Task to carry out
From the first record through the last, copy each one exactly.
◆ ◆ ◆ ◆
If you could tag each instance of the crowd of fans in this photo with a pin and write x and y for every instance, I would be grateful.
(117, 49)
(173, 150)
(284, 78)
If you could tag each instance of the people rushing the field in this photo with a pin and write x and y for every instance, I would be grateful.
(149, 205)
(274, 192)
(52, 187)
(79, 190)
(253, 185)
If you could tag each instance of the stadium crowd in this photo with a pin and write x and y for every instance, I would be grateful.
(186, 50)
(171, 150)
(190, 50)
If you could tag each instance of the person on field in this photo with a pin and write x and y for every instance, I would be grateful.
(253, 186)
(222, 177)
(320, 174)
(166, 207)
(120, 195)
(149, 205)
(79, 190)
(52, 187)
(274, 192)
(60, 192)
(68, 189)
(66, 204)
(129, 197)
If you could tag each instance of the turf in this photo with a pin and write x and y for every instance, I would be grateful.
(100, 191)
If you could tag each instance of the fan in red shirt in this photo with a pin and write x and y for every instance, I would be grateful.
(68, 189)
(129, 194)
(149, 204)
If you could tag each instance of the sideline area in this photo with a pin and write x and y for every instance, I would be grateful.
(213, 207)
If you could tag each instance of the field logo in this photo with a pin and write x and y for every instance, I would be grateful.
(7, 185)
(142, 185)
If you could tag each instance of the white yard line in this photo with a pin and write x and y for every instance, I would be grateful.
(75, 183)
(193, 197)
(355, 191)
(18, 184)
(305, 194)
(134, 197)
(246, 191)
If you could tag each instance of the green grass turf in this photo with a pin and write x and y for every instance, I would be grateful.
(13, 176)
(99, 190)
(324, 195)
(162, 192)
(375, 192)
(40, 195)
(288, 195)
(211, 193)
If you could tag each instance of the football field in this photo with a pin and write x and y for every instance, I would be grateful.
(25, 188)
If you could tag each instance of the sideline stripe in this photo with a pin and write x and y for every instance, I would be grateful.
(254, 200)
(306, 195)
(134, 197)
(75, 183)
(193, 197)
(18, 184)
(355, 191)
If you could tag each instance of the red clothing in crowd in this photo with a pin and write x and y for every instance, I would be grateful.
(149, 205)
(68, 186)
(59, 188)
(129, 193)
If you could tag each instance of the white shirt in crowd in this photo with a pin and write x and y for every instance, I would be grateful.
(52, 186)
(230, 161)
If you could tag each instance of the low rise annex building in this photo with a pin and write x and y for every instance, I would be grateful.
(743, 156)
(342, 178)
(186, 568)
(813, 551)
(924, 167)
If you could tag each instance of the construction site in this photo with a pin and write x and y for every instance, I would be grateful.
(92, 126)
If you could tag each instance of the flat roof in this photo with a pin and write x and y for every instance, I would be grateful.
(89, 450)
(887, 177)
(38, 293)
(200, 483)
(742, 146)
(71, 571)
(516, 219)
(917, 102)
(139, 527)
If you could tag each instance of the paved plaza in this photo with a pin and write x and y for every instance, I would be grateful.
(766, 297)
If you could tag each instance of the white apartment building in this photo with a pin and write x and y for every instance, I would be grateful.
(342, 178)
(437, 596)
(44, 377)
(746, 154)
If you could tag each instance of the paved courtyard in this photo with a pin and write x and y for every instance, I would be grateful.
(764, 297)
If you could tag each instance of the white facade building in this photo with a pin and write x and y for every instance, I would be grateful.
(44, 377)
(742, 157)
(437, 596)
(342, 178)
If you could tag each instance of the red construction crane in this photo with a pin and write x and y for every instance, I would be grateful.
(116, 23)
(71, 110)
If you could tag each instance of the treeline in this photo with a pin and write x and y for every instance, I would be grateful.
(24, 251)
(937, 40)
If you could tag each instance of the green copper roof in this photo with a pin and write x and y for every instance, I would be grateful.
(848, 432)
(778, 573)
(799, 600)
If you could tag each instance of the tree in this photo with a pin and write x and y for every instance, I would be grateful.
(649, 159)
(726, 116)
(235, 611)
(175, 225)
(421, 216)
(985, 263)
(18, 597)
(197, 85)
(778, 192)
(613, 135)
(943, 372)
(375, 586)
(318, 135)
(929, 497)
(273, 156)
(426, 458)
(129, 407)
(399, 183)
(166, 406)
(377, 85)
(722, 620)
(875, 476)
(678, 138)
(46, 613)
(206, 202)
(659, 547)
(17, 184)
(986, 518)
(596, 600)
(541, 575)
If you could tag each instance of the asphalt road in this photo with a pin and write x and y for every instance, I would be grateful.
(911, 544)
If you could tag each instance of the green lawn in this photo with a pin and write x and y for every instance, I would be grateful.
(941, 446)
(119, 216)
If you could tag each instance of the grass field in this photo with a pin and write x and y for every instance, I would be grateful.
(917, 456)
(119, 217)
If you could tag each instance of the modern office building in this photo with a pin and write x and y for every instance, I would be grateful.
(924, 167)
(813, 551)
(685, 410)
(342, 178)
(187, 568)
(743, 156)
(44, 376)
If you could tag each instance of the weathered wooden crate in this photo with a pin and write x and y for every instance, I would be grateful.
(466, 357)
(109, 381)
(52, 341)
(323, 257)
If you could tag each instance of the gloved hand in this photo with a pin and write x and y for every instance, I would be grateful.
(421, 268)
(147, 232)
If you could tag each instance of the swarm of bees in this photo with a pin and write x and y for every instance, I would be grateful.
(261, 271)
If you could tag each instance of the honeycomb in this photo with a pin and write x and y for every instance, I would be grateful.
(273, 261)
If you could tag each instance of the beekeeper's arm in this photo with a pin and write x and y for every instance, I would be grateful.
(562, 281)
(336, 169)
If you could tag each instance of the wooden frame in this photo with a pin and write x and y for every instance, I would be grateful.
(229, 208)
◆ ◆ ◆ ◆
Output below
If you could tag each instance of the crowd of fans in this photo with a pin and write x and y for every instance, I would be grateful.
(117, 49)
(173, 150)
(284, 78)
If you could tag each instance of the people rushing the field in this photo with a pin and write x and y for every instance, I would be grateful.
(149, 205)
(274, 192)
(52, 187)
(79, 190)
(253, 185)
If you could tag each instance of the stadium crowd in this photo with a pin and write x and y for every instance, I would be grateful.
(186, 50)
(171, 150)
(190, 50)
If you could tag each instance of the person on field in this photo with a pin and write x and y for every instance, I would be grateful.
(253, 186)
(222, 177)
(320, 174)
(166, 207)
(120, 195)
(149, 205)
(79, 190)
(52, 187)
(274, 192)
(60, 192)
(68, 189)
(66, 204)
(129, 197)
If you could tag each instance of the turf in this photo with a pin and write x and y for every instance, I would be grateful.
(100, 191)
If you could tag each instance of the fan in red shirt in this photo with a pin and write x and y for every instance, I would be grateful.
(68, 189)
(129, 194)
(149, 204)
If you could tag each instance of the sideline area in this photo with a pin and write x and y for every instance, I would be grateful.
(213, 207)
If you could tag each instance of the field logo in this photo with a pin and write x and y for every instance, I would be grateful.
(7, 185)
(142, 185)
If you could tag each instance of the white yard line in this photo with a pin and write x and y for every instance, I would be grateful.
(75, 183)
(193, 197)
(355, 191)
(18, 184)
(305, 194)
(134, 197)
(246, 191)
If you could tag each instance of the green grass turf in this photo with a pin and write x and y for every instance, I would be grateful.
(13, 176)
(99, 190)
(324, 195)
(162, 192)
(375, 192)
(40, 195)
(288, 195)
(211, 193)
If you could tag each instance of the football field in this photo with a pin and write x and y for every instance, I would be grateful.
(25, 188)
If you could tag each instance of the sideline stripe in this photo with a pin and write x and y for every instance, I would be grateful.
(254, 200)
(306, 195)
(134, 197)
(75, 183)
(193, 197)
(18, 184)
(355, 191)
If you could tag each instance of the red clothing in crowd in this photo with a pin and write x and y for every instance, I would be grateful.
(149, 205)
(68, 186)
(59, 188)
(129, 193)
If you could tag each instance of the white shirt in crowd in this photo with a pin and write x and y for every instance, I would be grateful.
(52, 186)
(230, 161)
If you could tag each instance of the low rise annex building in this photo with a pin and write x and y for every instance, I would be grateful.
(743, 156)
(342, 178)
(186, 568)
(813, 551)
(924, 167)
If you could tag each instance of the construction site in this photo with a pin and write x and y for every instance, I would be grateful.
(92, 126)
If you could tag each instance of the flat roof in this photo with a pin and write x and y for every instance, I would be grateful.
(89, 450)
(887, 177)
(38, 293)
(200, 483)
(742, 146)
(71, 571)
(516, 219)
(917, 102)
(139, 527)
If you could tag each instance of the paved plaza in this photo with a pin and write x and y for every instance, I would be grateful.
(766, 297)
If you could tag each instance of the white apartment building in this photo with a pin and write x and y for every instance, I would be grateful.
(342, 178)
(437, 596)
(44, 377)
(746, 154)
If you could tag each instance of the paved courtyard in this photo with a pin and write x and y for every instance, I would be grateful.
(764, 297)
If you could tag each instance of the white facade building in this photo with a pin and write x and y for every instance, I would be grateful.
(44, 377)
(742, 157)
(437, 596)
(342, 178)
If you could tag each instance of the red construction crane in this photo with a pin and write x and y for every instance, I would be grateful.
(116, 23)
(71, 110)
If you could tag each instance of the treeline in this photo with a pin and write x and y for every instance, I would be grateful.
(24, 251)
(937, 40)
If you could tag each instance of the green copper roof in this photo with a pin and write x and y for every instance, I would be grateful.
(848, 432)
(778, 573)
(799, 600)
If you could tag each instance of the tree in this photo with a pin and write x and y for every instance, I would be grateful.
(649, 159)
(726, 116)
(235, 611)
(175, 225)
(421, 216)
(985, 263)
(18, 597)
(197, 85)
(778, 192)
(613, 135)
(943, 372)
(375, 586)
(318, 135)
(929, 497)
(273, 156)
(426, 458)
(129, 407)
(399, 183)
(166, 406)
(377, 85)
(722, 620)
(875, 476)
(678, 138)
(46, 613)
(206, 202)
(659, 547)
(17, 184)
(986, 518)
(596, 600)
(541, 575)
If you could tag each instance of the asphalt road in this photo with a pin and write x and y for every instance, I would be grateful.
(911, 544)
If you could tag each instance of the green lawn in this photo with a pin and write x and y for every instance, I would be grateful.
(941, 446)
(119, 216)
If you could tag each instance of the grass field in this photo with a pin and write x and y for every instance, I would be grateful.
(917, 456)
(119, 217)
If you could tag each instance of the modern office building in this photo with a pin and write x and y for every instance, I would be grateful.
(924, 167)
(813, 551)
(685, 410)
(342, 178)
(187, 568)
(743, 156)
(44, 376)
If you could tag each instance of the weathered wooden crate in this photo with a pin and write x and y for every instance, I would be grateful.
(466, 357)
(109, 381)
(52, 341)
(323, 257)
If you could tag each instance of the gloved hand in this photo with a pin and write x and y for every instance, I would be grateful.
(421, 268)
(147, 232)
If you could tag each instance of the swarm of bees in this photo with a pin and write x and y for every instance, I would be grateful.
(261, 271)
If you could tag each instance of the honeycomb in this photo with a pin and write x and y for every instance, I would be grateful.
(273, 261)
If you could tag each instance of the beekeeper's arm in this photo with a pin and write x and y for every instance, I would be grateful.
(562, 281)
(336, 169)
If you could tag each instance of the wooden frame in this photo with a pin and write x and y for every instance, I would be grateful.
(229, 208)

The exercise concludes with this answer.